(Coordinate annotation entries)

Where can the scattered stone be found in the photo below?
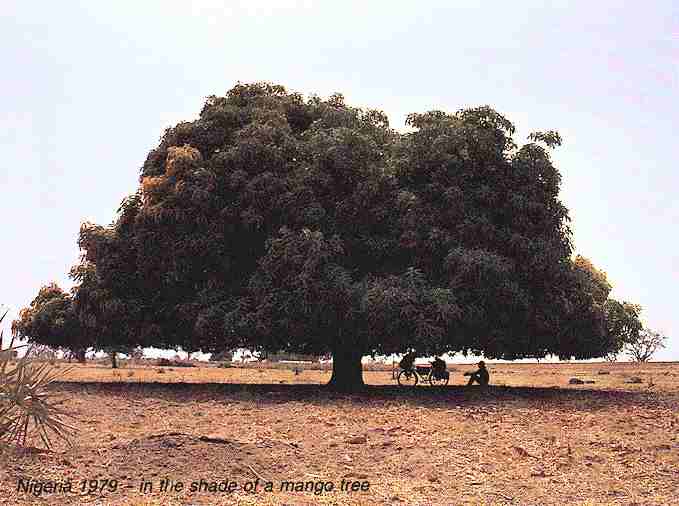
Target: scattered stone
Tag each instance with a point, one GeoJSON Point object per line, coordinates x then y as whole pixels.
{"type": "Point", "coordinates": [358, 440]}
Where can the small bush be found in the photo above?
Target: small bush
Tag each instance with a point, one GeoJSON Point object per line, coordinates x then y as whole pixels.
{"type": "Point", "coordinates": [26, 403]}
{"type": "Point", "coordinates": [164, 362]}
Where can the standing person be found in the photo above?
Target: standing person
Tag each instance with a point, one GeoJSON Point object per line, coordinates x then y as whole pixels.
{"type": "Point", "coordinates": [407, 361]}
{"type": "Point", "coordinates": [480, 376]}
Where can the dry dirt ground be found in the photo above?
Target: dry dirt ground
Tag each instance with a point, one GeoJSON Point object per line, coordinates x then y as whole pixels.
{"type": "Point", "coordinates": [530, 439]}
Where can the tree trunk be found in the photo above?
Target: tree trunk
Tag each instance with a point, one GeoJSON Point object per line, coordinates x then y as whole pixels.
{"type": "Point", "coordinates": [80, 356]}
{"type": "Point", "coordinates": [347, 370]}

--

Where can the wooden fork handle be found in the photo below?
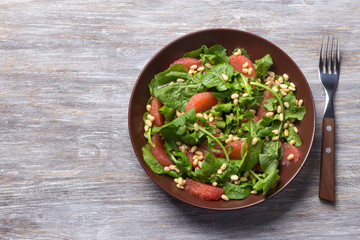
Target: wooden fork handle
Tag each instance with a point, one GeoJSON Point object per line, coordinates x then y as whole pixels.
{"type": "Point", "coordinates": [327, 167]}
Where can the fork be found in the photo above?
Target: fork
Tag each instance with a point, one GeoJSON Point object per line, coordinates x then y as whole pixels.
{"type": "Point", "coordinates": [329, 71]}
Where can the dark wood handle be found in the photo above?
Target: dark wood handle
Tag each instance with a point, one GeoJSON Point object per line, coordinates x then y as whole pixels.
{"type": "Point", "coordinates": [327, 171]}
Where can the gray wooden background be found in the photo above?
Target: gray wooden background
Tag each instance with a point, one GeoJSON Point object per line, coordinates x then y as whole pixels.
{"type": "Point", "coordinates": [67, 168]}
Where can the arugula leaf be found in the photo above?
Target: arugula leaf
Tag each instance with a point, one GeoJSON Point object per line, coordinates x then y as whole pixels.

==

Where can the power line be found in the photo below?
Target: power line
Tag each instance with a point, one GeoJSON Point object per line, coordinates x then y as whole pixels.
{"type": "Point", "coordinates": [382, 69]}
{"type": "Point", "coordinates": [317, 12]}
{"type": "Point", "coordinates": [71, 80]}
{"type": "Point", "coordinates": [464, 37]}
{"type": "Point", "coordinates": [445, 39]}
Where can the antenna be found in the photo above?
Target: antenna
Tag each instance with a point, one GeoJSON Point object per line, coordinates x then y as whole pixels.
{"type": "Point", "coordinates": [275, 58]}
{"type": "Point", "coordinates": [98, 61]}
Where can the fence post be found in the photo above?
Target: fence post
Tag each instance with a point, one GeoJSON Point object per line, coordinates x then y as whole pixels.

* _WHAT IS BEING ASKED_
Extract every line of the data above that contains the string "stone", copying each line in full.

* _CORRECT RESULT_
Where can the scattered stone be found in the photo below?
Target: scattered stone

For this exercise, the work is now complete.